**WORK ORDER**. All of the data below is to be output exactly as written.

(Natural language region descriptions)
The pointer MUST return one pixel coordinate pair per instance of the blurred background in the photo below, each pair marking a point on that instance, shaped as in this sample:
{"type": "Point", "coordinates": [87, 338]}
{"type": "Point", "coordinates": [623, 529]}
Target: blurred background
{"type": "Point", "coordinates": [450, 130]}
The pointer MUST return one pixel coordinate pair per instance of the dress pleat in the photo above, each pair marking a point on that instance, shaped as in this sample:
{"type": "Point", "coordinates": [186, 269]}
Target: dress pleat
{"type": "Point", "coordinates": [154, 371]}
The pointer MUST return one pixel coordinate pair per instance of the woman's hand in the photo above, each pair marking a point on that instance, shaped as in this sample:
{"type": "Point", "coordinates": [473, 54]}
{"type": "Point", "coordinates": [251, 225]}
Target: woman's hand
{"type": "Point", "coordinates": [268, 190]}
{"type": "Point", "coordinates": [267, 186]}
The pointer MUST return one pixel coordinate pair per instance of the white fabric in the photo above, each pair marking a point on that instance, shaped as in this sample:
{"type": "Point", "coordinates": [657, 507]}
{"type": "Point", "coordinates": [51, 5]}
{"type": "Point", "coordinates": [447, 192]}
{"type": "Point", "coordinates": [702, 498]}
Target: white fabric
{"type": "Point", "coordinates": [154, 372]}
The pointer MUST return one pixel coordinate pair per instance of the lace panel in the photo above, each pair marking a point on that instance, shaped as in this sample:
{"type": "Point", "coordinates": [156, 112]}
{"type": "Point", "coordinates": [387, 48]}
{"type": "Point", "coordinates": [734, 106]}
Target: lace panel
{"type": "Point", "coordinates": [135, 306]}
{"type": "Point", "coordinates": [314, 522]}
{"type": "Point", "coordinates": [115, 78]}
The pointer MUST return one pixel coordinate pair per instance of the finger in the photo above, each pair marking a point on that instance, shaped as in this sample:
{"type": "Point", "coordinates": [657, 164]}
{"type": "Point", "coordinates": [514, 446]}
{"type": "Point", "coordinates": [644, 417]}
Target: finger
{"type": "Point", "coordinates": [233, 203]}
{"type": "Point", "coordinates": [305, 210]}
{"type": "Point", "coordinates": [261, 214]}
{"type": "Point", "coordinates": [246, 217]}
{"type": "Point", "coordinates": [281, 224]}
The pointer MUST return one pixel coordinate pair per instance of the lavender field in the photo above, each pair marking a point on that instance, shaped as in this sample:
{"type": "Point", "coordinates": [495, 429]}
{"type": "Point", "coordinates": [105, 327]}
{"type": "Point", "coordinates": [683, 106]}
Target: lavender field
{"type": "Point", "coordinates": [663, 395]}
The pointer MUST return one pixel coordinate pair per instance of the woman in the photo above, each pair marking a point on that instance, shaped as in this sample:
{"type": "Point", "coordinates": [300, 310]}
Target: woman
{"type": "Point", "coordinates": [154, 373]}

**ANSWER FOR THIS EXERCISE**.
The pointer MUST return one pixel coordinate pair per instance of the blurred background in the photo below, each pair marking a point on that instance, shaped as in this sample:
{"type": "Point", "coordinates": [87, 338]}
{"type": "Point", "coordinates": [623, 529]}
Target: blurred background
{"type": "Point", "coordinates": [450, 130]}
The pointer MUST return one pixel coordinate pair per instance of the dress pleat in the photo above, each pair marking a point on that instance, shaped as in this sample:
{"type": "Point", "coordinates": [186, 269]}
Target: dress pleat
{"type": "Point", "coordinates": [154, 371]}
The pointer MUST return one pixel coordinate pair per instance of the woman's hand in the photo above, each pair marking a point on that instance, shaped as in this sample:
{"type": "Point", "coordinates": [473, 54]}
{"type": "Point", "coordinates": [251, 225]}
Target: woman's hand
{"type": "Point", "coordinates": [268, 190]}
{"type": "Point", "coordinates": [267, 186]}
The pointer MUST return one pixel coordinate pair per instance of the white fabric in the photo above, each pair marking a point on that instance, shaped as in this sample:
{"type": "Point", "coordinates": [657, 507]}
{"type": "Point", "coordinates": [51, 5]}
{"type": "Point", "coordinates": [447, 192]}
{"type": "Point", "coordinates": [702, 498]}
Target: white fabric
{"type": "Point", "coordinates": [154, 372]}
The pointer MUST return one pixel coordinate pair per instance of the lace panel in the photo above, each pair marking a point on that instance, shaped as in this sample:
{"type": "Point", "coordinates": [156, 112]}
{"type": "Point", "coordinates": [387, 48]}
{"type": "Point", "coordinates": [734, 106]}
Target: lace panel
{"type": "Point", "coordinates": [135, 306]}
{"type": "Point", "coordinates": [314, 522]}
{"type": "Point", "coordinates": [115, 78]}
The pointer MUST return one pixel coordinate pair per instance of the finger in the photo above, each pair marking a point on that instance, shaped as in this sample:
{"type": "Point", "coordinates": [657, 164]}
{"type": "Point", "coordinates": [514, 446]}
{"type": "Point", "coordinates": [644, 417]}
Target: finger
{"type": "Point", "coordinates": [233, 203]}
{"type": "Point", "coordinates": [305, 210]}
{"type": "Point", "coordinates": [261, 214]}
{"type": "Point", "coordinates": [246, 217]}
{"type": "Point", "coordinates": [281, 224]}
The pointer MUST return one pixel coordinate pair per instance of the lavender field in the photo above, each pair marking a point on that instance, shaped as in this sample:
{"type": "Point", "coordinates": [495, 429]}
{"type": "Point", "coordinates": [105, 327]}
{"type": "Point", "coordinates": [683, 106]}
Target: lavender field
{"type": "Point", "coordinates": [663, 395]}
The pointer MUST return one pixel coordinate pair per instance of the woman in the photo above, each pair marking a point on that instance, shaped as in this sample:
{"type": "Point", "coordinates": [300, 310]}
Target: woman
{"type": "Point", "coordinates": [154, 373]}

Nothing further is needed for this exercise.